Text section:

The name is synonymous with diverse and international programming, and their aim is to make dance accessible and relevant to a modern audience. It’s dance that stands out from the crowd. And it’s dance that matters.

The Rambert Triple Bill currently at The Lowry offers the chance to see early works by Wayne McGregor and Hofesh Shechter, along with a new hip-hop influenced piece by rising star Marion Motin. They’re all breakthrough pieces.

Photo: Johan Persson

And the chameleonic performers are not just dancers, they’re artists.They have stories to tell. 

The bill opens with PreSentient, which was originally commissioned in 2002. It’s set to Steve Reich’s Triple Quartet, a relentless, airless, driven piece, the dancers responding to the changing tones. 

The razor-sharp moves are animalistic and jutting and then slow and sensuous, the bodies twisting against Lucy Carter’s lighting, which shapes the space with thick geometric lines.

Data provided:
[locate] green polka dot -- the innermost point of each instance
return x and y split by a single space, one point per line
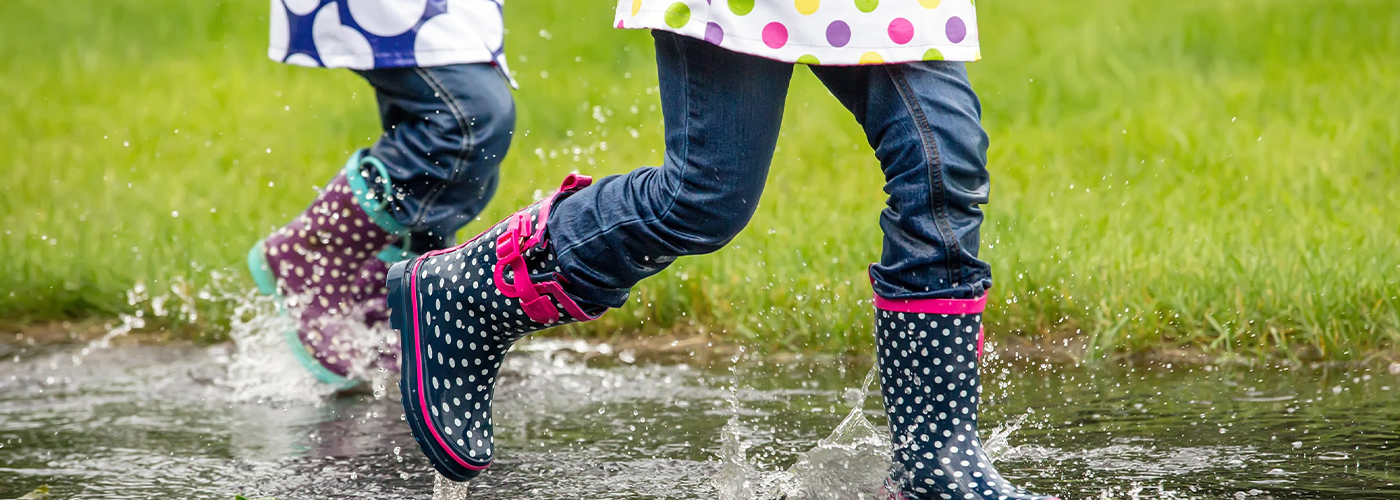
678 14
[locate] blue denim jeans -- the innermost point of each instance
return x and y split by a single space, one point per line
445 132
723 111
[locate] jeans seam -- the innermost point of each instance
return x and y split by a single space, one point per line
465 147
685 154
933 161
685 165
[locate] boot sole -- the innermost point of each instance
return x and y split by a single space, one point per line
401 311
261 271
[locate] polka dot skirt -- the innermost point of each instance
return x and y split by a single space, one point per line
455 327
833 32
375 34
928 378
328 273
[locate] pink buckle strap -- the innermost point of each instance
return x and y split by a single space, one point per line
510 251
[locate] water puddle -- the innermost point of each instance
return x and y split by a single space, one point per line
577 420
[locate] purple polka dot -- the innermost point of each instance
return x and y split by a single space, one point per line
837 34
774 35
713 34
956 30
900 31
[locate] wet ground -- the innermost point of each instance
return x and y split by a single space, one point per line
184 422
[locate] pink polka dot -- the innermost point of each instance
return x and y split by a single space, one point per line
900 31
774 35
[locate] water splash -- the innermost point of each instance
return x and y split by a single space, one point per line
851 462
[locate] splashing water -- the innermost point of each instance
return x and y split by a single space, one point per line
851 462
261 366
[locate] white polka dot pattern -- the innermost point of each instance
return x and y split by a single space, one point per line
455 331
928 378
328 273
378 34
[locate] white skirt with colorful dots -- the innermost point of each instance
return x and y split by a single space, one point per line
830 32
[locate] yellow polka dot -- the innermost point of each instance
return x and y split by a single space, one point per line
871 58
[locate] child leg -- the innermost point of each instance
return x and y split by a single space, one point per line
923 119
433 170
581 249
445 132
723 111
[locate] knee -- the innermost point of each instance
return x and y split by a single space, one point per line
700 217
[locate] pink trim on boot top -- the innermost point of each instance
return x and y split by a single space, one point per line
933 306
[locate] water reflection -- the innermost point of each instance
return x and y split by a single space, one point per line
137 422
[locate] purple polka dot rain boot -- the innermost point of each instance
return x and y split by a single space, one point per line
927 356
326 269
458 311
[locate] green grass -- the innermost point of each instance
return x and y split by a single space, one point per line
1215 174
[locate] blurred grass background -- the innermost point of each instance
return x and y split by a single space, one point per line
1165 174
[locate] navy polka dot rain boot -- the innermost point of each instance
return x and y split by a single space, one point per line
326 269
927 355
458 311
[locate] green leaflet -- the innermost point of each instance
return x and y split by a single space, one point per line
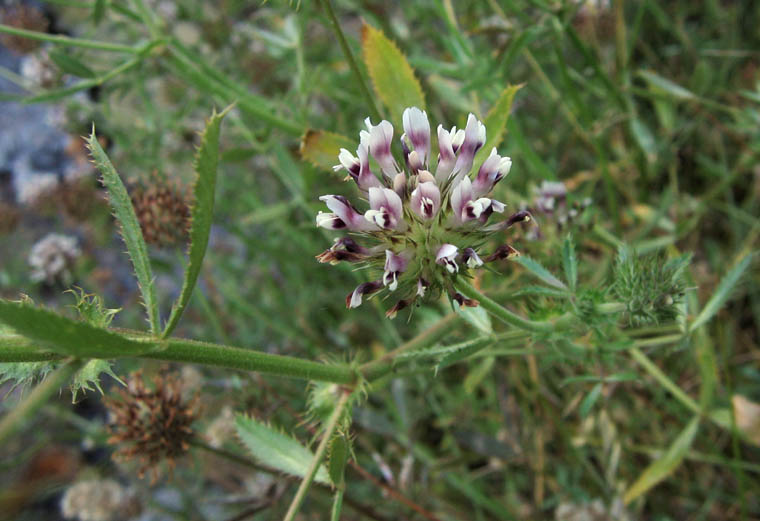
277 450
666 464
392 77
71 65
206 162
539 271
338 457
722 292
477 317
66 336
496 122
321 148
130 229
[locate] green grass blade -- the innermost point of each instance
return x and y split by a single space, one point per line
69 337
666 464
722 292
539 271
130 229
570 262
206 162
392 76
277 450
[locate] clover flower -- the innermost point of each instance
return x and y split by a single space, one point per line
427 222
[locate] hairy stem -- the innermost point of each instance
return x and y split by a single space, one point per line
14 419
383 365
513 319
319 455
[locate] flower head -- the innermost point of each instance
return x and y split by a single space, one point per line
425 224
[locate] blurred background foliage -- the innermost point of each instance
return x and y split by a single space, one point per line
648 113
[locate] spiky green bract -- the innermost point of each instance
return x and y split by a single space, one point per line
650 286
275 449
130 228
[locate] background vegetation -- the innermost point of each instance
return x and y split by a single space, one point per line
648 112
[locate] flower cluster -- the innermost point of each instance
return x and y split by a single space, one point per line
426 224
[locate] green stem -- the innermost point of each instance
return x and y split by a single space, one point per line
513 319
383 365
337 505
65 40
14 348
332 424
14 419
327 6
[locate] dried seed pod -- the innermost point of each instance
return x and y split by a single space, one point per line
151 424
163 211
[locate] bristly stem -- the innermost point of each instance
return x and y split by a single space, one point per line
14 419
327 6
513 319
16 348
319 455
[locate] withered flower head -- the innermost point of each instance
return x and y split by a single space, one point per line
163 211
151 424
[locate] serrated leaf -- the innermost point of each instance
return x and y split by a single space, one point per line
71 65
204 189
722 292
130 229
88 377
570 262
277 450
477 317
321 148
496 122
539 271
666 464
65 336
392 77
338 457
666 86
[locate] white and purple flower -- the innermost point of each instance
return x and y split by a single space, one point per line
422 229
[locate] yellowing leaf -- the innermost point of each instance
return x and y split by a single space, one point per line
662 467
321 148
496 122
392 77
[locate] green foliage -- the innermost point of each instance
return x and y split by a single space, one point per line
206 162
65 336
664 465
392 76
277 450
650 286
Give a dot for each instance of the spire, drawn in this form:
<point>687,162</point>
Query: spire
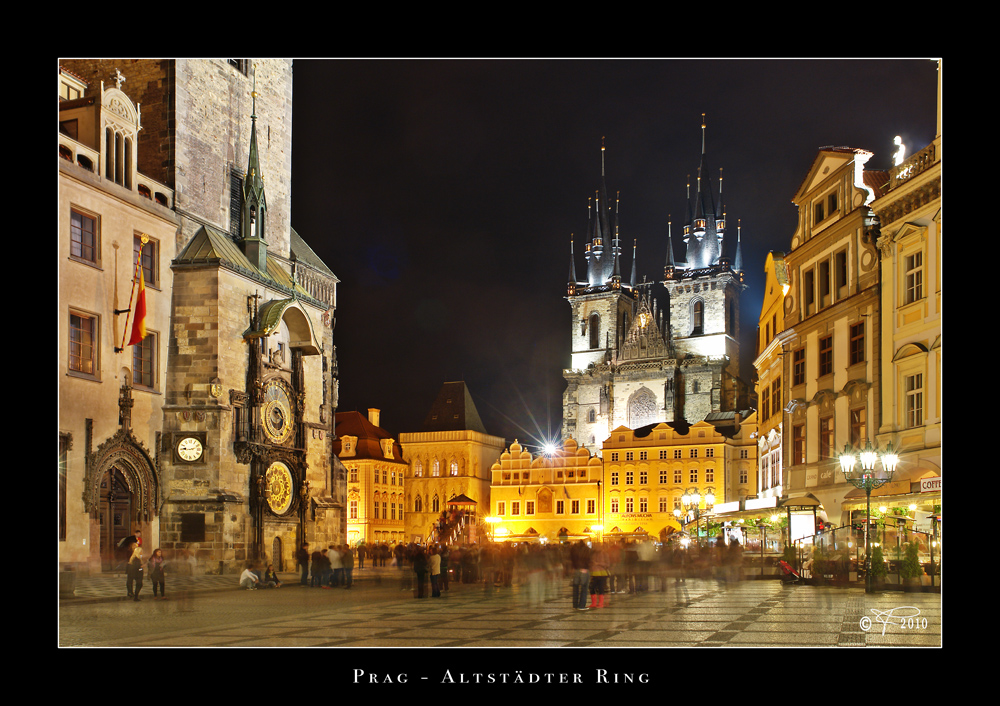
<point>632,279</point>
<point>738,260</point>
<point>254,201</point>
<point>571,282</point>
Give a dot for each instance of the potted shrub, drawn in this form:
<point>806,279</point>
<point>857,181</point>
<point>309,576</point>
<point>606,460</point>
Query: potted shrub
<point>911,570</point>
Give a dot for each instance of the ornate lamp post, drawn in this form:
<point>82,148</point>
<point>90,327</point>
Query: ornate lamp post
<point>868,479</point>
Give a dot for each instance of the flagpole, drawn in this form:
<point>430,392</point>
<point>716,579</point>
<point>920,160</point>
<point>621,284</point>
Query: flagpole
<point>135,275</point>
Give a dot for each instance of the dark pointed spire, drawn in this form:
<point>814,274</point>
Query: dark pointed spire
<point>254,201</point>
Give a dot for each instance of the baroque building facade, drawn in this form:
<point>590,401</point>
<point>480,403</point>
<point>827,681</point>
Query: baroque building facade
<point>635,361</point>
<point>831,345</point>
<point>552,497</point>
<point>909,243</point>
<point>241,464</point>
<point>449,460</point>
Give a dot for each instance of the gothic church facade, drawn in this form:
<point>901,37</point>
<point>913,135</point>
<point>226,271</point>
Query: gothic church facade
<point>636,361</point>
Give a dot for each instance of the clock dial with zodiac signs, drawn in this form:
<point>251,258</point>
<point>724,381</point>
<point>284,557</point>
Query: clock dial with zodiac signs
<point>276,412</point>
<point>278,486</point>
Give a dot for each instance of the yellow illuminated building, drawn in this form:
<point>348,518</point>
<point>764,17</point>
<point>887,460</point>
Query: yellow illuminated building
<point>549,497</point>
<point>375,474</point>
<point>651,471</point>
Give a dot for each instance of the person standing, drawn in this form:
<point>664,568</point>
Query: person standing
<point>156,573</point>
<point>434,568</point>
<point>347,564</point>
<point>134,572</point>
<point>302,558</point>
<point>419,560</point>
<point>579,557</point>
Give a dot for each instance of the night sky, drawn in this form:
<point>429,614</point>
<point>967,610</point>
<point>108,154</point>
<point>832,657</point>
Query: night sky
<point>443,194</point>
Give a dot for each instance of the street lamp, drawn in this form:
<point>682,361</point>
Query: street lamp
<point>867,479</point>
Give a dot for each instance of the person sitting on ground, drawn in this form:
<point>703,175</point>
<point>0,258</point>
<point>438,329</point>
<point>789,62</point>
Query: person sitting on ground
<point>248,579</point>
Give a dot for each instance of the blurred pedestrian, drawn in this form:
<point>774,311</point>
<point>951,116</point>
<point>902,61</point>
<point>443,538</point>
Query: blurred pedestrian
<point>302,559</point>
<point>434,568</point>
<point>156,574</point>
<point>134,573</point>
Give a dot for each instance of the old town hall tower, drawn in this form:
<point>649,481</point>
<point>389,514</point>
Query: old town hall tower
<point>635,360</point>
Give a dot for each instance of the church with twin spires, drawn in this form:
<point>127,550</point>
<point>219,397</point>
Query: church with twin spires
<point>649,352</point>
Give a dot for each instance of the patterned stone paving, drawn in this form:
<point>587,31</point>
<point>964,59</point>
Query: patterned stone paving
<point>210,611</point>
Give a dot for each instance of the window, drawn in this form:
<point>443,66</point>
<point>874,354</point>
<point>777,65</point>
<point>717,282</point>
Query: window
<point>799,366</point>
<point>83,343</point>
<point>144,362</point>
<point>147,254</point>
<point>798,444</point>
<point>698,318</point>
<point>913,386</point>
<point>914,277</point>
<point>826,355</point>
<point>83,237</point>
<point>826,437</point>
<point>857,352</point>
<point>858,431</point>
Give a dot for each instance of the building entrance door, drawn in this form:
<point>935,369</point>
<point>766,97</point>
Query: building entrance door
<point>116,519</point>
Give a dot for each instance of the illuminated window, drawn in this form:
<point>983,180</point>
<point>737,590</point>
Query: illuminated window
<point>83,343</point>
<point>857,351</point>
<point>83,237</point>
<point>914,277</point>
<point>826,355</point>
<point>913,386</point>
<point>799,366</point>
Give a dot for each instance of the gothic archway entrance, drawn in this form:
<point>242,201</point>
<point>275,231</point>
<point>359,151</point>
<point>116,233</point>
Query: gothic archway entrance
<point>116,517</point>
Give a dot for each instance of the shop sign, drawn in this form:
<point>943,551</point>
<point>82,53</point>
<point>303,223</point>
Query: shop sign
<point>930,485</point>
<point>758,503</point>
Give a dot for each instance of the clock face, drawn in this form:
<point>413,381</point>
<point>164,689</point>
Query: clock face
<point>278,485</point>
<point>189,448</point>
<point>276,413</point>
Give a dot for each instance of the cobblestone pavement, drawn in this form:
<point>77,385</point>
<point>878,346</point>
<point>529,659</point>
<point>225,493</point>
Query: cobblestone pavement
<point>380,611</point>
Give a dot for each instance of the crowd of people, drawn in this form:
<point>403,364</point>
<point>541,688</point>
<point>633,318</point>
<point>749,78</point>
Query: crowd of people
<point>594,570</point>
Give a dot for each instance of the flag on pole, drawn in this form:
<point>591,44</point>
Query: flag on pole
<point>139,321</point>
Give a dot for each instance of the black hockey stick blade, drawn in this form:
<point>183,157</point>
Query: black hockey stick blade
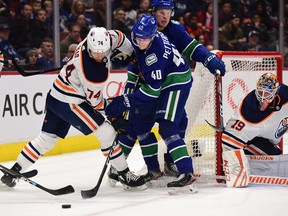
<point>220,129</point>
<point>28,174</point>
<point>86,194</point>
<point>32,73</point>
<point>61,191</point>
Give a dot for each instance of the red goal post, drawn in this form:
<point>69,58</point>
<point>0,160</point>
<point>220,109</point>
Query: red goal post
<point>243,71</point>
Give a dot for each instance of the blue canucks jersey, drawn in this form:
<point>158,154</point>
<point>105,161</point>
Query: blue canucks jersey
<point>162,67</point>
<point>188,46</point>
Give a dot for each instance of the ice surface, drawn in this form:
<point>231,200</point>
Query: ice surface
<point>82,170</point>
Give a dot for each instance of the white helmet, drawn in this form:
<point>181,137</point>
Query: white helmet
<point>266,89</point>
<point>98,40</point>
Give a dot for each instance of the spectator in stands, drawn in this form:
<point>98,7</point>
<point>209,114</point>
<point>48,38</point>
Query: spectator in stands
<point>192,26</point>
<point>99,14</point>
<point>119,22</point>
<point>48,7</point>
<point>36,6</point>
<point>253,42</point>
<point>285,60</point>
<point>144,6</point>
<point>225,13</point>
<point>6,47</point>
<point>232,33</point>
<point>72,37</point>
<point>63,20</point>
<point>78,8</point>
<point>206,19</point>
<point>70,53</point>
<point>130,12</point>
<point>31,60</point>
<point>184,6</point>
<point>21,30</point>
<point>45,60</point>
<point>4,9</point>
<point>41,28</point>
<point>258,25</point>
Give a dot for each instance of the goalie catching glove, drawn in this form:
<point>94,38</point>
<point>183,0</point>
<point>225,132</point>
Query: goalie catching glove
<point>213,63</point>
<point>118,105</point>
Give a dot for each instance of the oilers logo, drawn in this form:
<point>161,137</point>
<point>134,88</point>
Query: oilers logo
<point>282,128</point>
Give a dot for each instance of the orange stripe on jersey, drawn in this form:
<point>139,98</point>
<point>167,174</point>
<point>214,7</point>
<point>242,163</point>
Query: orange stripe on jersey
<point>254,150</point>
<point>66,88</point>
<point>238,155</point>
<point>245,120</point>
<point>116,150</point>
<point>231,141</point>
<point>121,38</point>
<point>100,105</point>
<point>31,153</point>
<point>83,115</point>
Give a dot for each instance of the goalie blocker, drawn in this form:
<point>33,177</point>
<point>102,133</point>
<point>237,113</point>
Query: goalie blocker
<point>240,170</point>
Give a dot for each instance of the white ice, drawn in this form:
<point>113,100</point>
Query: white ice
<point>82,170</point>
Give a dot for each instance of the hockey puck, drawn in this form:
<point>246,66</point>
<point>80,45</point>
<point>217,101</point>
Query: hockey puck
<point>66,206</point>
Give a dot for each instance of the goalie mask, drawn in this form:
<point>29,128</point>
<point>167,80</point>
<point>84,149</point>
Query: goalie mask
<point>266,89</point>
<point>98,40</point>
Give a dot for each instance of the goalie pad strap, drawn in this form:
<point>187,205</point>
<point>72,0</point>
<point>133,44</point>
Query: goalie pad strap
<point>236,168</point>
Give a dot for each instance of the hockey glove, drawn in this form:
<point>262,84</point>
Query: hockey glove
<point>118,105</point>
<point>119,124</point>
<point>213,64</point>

Set of tasks:
a – According to the Rambert review, in what year was PreSentient originally commissioned?
b – Write out the passage of the Rambert review between "And the chameleonic" and "thick geometric lines.", inclusive.
c – Extend the review of the Rambert Triple Bill with the next part, picking up after its final sentence.

Exercise answers:
a – 2002

b –
And the chameleonic performers are not just dancers, they’re artists.They have stories to tell. 

The bill opens with PreSentient, which was originally commissioned in 2002. It’s set to Steve Reich’s Triple Quartet, a relentless, airless, driven piece, the dancers responding to the changing tones. 

The razor-sharp moves are animalistic and jutting and then slow and sensuous, the bodies twisting against Lucy Carter’s lighting, which shapes the space with thick geometric lines.

c –
Photo: Johan Persson

Wayne himself described the dancers as a “graphic alphabet, a grammar and syntax of violent physicality that battles with claustrophobic choreographic structures to create a sense of unresolved, restless apprehension. A premonition perhaps.”

It sets the tone for the second piece, Rouge, which premiered at Sadler’s Wells earlier this year and which poses several questions. How do you keep going when the only thing you have is yourself? When your building is burning in the middle of the night, what do you take with you?

It certainly packs a punch, opening with musician Rubén Martinez on-stage cutting through the silence with wailing, throbbing guitar. The dancers, dressed in fur and sportswear, cowboy boots and heels, rise and fall through the dry ice.

Photo: Johan Persson

As they rise together they strip down to leaner costumes. Choreographer Marion Motin’s background is hip-hop and pop, and the ensemble piece is full of the frenetic energy of a music video. 

With hundreds of millions of YouTube views for her videos for Christine and the Queens and Dua Lipa, she has never worked with a contemporary dance company, until now.

The lighting, by Judith Leray, positions the dancers between racing neon tubes of light, an effect which becomes hypnotic as the movements gather pace.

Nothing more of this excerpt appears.